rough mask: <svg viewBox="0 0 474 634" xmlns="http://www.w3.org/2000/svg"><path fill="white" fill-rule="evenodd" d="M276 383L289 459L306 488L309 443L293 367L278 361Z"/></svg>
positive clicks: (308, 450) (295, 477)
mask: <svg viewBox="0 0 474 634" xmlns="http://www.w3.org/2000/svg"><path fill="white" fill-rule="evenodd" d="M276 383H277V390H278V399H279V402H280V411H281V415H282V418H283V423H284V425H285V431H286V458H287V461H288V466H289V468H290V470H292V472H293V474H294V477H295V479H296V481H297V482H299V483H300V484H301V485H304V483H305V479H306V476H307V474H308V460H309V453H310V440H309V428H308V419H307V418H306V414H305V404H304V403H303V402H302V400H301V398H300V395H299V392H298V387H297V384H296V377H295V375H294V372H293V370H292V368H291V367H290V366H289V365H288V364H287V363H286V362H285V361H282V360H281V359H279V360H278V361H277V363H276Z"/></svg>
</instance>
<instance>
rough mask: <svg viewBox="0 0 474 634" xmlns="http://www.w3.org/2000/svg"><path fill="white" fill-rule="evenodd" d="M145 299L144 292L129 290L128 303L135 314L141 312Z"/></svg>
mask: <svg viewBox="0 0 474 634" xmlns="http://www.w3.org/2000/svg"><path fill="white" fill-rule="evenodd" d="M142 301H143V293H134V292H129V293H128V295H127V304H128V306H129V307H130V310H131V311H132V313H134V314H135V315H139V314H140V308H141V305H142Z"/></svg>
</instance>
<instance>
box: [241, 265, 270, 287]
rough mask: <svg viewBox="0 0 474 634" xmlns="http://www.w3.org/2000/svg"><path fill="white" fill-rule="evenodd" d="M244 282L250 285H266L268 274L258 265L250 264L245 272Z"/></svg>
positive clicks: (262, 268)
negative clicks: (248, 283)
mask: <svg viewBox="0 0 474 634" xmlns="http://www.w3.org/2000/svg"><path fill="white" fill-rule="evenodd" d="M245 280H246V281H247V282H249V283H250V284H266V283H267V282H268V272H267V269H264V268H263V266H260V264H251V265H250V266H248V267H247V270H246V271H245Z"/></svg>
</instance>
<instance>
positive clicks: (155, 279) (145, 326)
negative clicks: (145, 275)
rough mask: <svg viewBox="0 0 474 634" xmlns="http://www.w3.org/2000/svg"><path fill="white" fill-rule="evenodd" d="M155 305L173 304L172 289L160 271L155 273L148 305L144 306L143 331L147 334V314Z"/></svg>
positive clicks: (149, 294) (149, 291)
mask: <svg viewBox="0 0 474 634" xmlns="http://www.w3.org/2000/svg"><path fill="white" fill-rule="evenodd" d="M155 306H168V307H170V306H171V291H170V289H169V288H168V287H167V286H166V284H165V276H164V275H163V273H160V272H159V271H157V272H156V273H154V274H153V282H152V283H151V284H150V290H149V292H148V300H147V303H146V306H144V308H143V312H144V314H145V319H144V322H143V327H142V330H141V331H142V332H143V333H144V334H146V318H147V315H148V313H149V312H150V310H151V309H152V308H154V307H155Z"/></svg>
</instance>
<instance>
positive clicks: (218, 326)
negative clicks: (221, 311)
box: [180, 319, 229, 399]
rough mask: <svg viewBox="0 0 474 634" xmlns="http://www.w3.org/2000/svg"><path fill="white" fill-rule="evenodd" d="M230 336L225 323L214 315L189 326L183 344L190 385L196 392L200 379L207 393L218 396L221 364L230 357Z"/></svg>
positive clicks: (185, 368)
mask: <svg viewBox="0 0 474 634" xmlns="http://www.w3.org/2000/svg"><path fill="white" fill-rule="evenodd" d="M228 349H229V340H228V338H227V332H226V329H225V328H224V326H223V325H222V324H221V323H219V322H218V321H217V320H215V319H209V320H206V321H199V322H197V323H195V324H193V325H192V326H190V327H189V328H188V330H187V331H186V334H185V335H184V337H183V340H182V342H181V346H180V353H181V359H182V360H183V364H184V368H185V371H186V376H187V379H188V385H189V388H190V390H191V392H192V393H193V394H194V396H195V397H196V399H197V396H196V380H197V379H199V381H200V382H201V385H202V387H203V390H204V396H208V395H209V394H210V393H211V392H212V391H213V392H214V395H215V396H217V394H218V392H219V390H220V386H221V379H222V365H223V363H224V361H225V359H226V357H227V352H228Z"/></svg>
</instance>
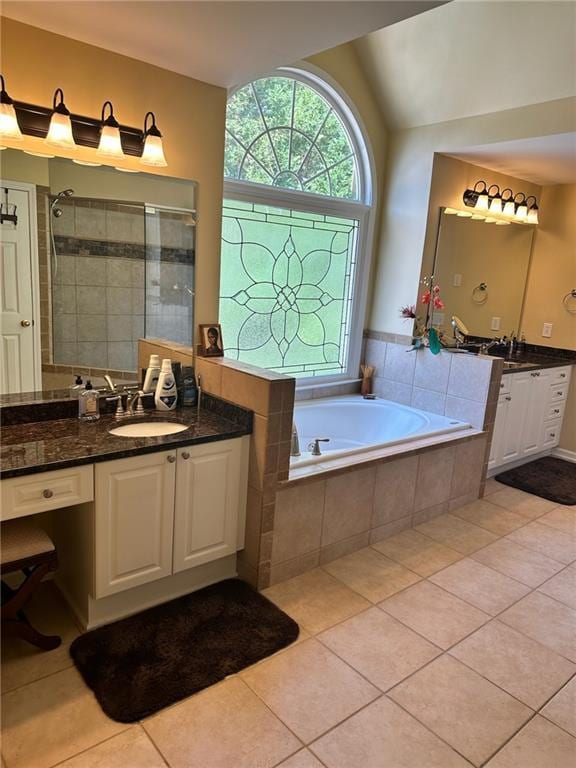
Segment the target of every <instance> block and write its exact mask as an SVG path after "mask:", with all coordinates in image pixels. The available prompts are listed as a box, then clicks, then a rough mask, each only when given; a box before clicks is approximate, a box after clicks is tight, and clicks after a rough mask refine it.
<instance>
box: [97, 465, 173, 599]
mask: <svg viewBox="0 0 576 768" xmlns="http://www.w3.org/2000/svg"><path fill="white" fill-rule="evenodd" d="M94 470H95V478H94V479H95V488H94V497H95V515H94V528H95V530H94V537H95V541H94V544H95V546H94V551H95V563H94V566H95V584H94V588H95V596H96V597H104V596H105V595H112V594H114V593H115V592H120V591H122V590H124V589H131V588H132V587H137V586H139V585H140V584H146V583H147V582H149V581H155V580H156V579H160V578H162V577H163V576H169V575H170V574H171V573H172V543H173V536H174V497H175V481H176V451H166V452H162V453H150V454H148V455H146V456H134V457H133V458H128V459H117V460H116V461H106V462H103V463H102V464H96V465H95V467H94Z"/></svg>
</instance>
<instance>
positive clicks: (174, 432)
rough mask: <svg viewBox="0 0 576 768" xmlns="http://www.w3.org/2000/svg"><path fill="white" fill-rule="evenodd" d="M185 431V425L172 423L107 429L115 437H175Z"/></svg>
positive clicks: (146, 424) (171, 421)
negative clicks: (112, 428)
mask: <svg viewBox="0 0 576 768" xmlns="http://www.w3.org/2000/svg"><path fill="white" fill-rule="evenodd" d="M185 429H188V427H187V426H186V424H175V423H174V422H173V421H141V422H139V423H136V424H122V425H121V426H119V427H114V429H109V430H108V432H109V433H110V434H111V435H116V436H117V437H160V436H161V435H175V434H176V433H177V432H183V431H184V430H185Z"/></svg>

□ □ □ □ □ □ □

**What you need to do**
Reproduce the entries above exactly, without images.

**Task output**
rough mask: <svg viewBox="0 0 474 634" xmlns="http://www.w3.org/2000/svg"><path fill="white" fill-rule="evenodd" d="M276 383L289 459L306 488L309 443L293 367L278 361Z"/></svg>
positive clicks: (308, 450) (295, 477)
mask: <svg viewBox="0 0 474 634" xmlns="http://www.w3.org/2000/svg"><path fill="white" fill-rule="evenodd" d="M276 383H277V390H278V399H279V402H280V411H281V415H282V418H283V423H284V425H285V431H286V458H287V461H288V466H289V468H290V470H292V472H293V474H294V477H295V479H296V481H297V482H299V483H300V484H301V485H304V483H305V479H306V476H307V474H308V460H309V453H310V440H309V428H308V419H307V418H306V414H305V404H304V403H303V402H302V400H301V398H300V395H299V392H298V387H297V384H296V377H295V375H294V372H293V370H292V368H291V367H290V366H289V365H288V364H287V363H286V362H285V361H282V360H281V359H279V360H278V361H277V363H276Z"/></svg>
</instance>
<instance>
rough mask: <svg viewBox="0 0 474 634" xmlns="http://www.w3.org/2000/svg"><path fill="white" fill-rule="evenodd" d="M145 299L144 292L129 290L128 303L135 314L141 312Z"/></svg>
mask: <svg viewBox="0 0 474 634" xmlns="http://www.w3.org/2000/svg"><path fill="white" fill-rule="evenodd" d="M142 301H143V293H134V292H129V293H128V295H127V304H128V306H129V307H130V310H131V311H132V313H134V314H135V315H139V314H140V308H141V305H142Z"/></svg>
</instance>
<instance>
box: [241, 265, 270, 287]
rough mask: <svg viewBox="0 0 474 634" xmlns="http://www.w3.org/2000/svg"><path fill="white" fill-rule="evenodd" d="M244 282L250 285H266L268 274L258 265L250 264L245 272Z"/></svg>
positive clicks: (262, 268)
negative clicks: (248, 283)
mask: <svg viewBox="0 0 474 634" xmlns="http://www.w3.org/2000/svg"><path fill="white" fill-rule="evenodd" d="M245 280H246V281H247V282H249V283H250V284H266V283H267V282H268V272H267V269H264V268H263V266H260V264H251V265H250V266H248V267H247V270H246V271H245Z"/></svg>
</instance>
<instance>
positive clicks: (155, 279) (145, 326)
negative clicks: (145, 275)
rough mask: <svg viewBox="0 0 474 634" xmlns="http://www.w3.org/2000/svg"><path fill="white" fill-rule="evenodd" d="M155 305L173 304L172 289L160 271L155 273L148 305L144 306L143 331L147 334V314Z"/></svg>
positive clicks: (149, 294) (149, 291)
mask: <svg viewBox="0 0 474 634" xmlns="http://www.w3.org/2000/svg"><path fill="white" fill-rule="evenodd" d="M155 306H168V307H170V306H171V291H170V289H169V288H168V287H167V286H166V284H165V276H164V275H163V273H160V272H159V271H157V272H156V273H154V274H153V282H152V283H151V284H150V290H149V292H148V300H147V303H146V306H144V308H143V312H144V314H145V319H144V322H143V327H142V330H141V331H142V332H143V333H144V334H146V318H147V315H148V313H149V312H150V310H151V309H152V308H154V307H155Z"/></svg>
</instance>
<instance>
positive clicks: (218, 326)
negative clicks: (221, 311)
box: [180, 319, 229, 399]
rough mask: <svg viewBox="0 0 474 634" xmlns="http://www.w3.org/2000/svg"><path fill="white" fill-rule="evenodd" d="M230 336L225 323L214 315L189 326L183 344L190 385L196 392L200 379L207 393L218 396L221 364L230 357Z"/></svg>
positive clicks: (185, 368)
mask: <svg viewBox="0 0 474 634" xmlns="http://www.w3.org/2000/svg"><path fill="white" fill-rule="evenodd" d="M228 349H229V340H228V338H227V332H226V329H225V328H224V326H223V325H222V324H221V323H219V322H218V321H217V320H215V319H209V320H206V321H199V322H197V323H195V324H193V325H192V326H190V327H189V328H188V330H187V331H186V334H185V335H184V337H183V340H182V342H181V346H180V353H181V359H182V360H183V364H184V368H185V371H186V376H187V379H188V385H189V388H190V390H191V392H192V393H193V394H194V396H195V397H196V399H197V396H196V380H197V379H199V381H200V382H201V385H202V387H203V390H204V396H208V395H209V394H210V393H211V392H212V391H213V392H214V395H215V396H217V394H218V392H219V390H220V386H221V379H222V365H223V363H224V361H225V359H226V357H227V352H228Z"/></svg>
</instance>
Segment the target of every <instance> block and write its exact mask as an SVG path after "mask:", with all coordinates in image pixels. The available prompts are listed as a box, then clicks, then a rough mask, each only when given; a box before clicks is approximate, a box after clicks is tight, and clicks after a rough mask refine it.
<instance>
box: [97, 465, 173, 599]
mask: <svg viewBox="0 0 576 768" xmlns="http://www.w3.org/2000/svg"><path fill="white" fill-rule="evenodd" d="M94 470H95V478H94V479H95V488H94V497H95V515H94V528H95V530H94V537H95V541H94V544H95V546H94V551H95V563H94V566H95V584H94V588H95V596H96V597H104V596H105V595H112V594H114V593H115V592H120V591H122V590H124V589H131V588H132V587H137V586H139V585H140V584H146V583H147V582H149V581H155V580H156V579H160V578H162V577H163V576H169V575H170V574H171V573H172V543H173V536H174V497H175V481H176V451H166V452H162V453H150V454H148V455H146V456H134V457H133V458H128V459H117V460H116V461H106V462H103V463H102V464H96V465H95V467H94Z"/></svg>
</instance>
<instance>
positive clicks: (174, 432)
rough mask: <svg viewBox="0 0 576 768" xmlns="http://www.w3.org/2000/svg"><path fill="white" fill-rule="evenodd" d="M185 431V425L172 423L107 429L115 437H175Z"/></svg>
positive clicks: (146, 424) (171, 421)
negative clicks: (112, 428)
mask: <svg viewBox="0 0 576 768" xmlns="http://www.w3.org/2000/svg"><path fill="white" fill-rule="evenodd" d="M185 429H188V427H187V426H186V424H175V423H174V422H173V421H141V422H139V423H136V424H122V425H121V426H119V427H114V429H109V430H108V432H109V433H110V434H111V435H116V436H117V437H160V436H161V435H175V434H176V433H177V432H183V431H184V430H185Z"/></svg>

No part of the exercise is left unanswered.